● **Fragmento de origen**:
───
4.- Contempla al Niño nacido en Belén:
Empieza el nuevo año a los ocho días de la Navidad. Es como decir que todo empieza de nuevo en el octavo día. Si el séptimo día Dios descansó, el octavo empezó a recrearlo todo.
Ni la Navidad ni la Pascua pueden agotarse en un día Queremos seguir meditando, gustando, viviendo todas las dimensiones del nacimiento de Dios o de su resurrección gloriosa.
Que la Navidad no se termine nunca y que también sea siempre Pascua.
A lo largo de este nuevo año nos podemos dedicar a estudiar, a conocer y vivir toda la doctrina y vida del Niño, nacido en Belén, que se nos ha dado. A ver si acabamos de aprenderlo de memoria. Como María.
Mira, en primer lugar, qué pequeño se ha hecho Dios.
Jesús, que se hizo niño pequeño, estaba bien capacitado para pedirnos que nos hiciéramos niños y pequeños, de manera que «no os estiméis en más de lo que conviene» (Rom. 12, 3); de manera que «consideréis siempre superiores a los demás» (Filp 2,3).
Contempla el brillo de su pobreza.
¿Qué querrá enseñarnos Dios al nacer en un establo?
¿Quién podrá hoy reconocer al Hijo de Dios en un niño de la calle?
¿Qué reacción suscita hoy en nosotros la noticia de tantos niños pobres?
Cuando sientas deseo de consumir, avaricia, apego a las cosas, no dejes de meditar aquello de: «Siendo rico, por nosotros se hizo pobre, para enriquecernos con su pobreza» (2 Cor 8, 9).
Cuando seas más pobre, entenderás mejor el misterio de la Navidad y amarás más a los pobres.
¡Qué mundo tan distinto si todos los que celebramos la Navidad y creemos en Cristo viviéramos sencillamente y preocupados por los pobres!
5.- El corazón de la paz
Medita, por fin, el título que se da a este niño, del que se dice que es «Príncipe de Paz» (Is 9, 5); Él es «es nuestra paz» (Efes. 2,14).
───
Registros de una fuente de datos

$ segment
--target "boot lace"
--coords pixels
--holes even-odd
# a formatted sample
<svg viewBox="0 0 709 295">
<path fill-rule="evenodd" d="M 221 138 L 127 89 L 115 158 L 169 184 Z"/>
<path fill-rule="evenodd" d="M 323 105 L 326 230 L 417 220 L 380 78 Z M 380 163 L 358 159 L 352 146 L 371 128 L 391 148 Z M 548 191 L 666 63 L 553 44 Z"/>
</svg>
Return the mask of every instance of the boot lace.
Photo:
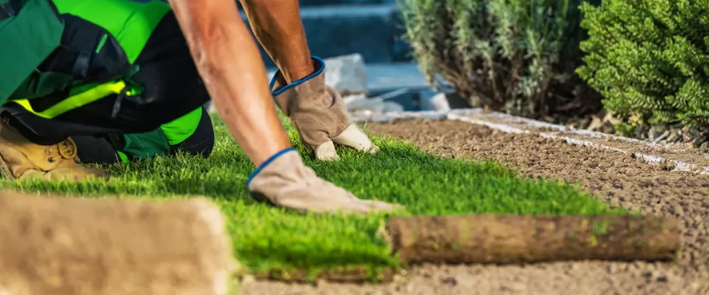
<svg viewBox="0 0 709 295">
<path fill-rule="evenodd" d="M 49 146 L 45 149 L 45 154 L 50 156 L 48 159 L 50 163 L 53 163 L 57 160 L 55 157 L 52 156 L 52 149 L 55 146 Z M 59 144 L 57 144 L 57 152 L 59 154 L 62 158 L 67 160 L 71 160 L 77 156 L 77 144 L 72 140 L 71 138 L 67 138 Z"/>
</svg>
───
● **Tarea por realizar**:
Por favor, transcribe del fragmento sobre la Navidad el pasaje que va de "Jesús, que se" a "de la calle?".

● **Respuesta del ejercicio**:
Jesús, que se hizo niño pequeño, estaba bien capacitado para pedirnos que nos hiciéramos niños y pequeños, de manera que «no os estiméis en más de lo que conviene» (Rom. 12, 3); de manera que «consideréis siempre superiores a los demás» (Filp 2,3).
Contempla el brillo de su pobreza.
¿Qué querrá enseñarnos Dios al nacer en un establo?
¿Quién podrá hoy reconocer al Hijo de Dios en un niño de la calle?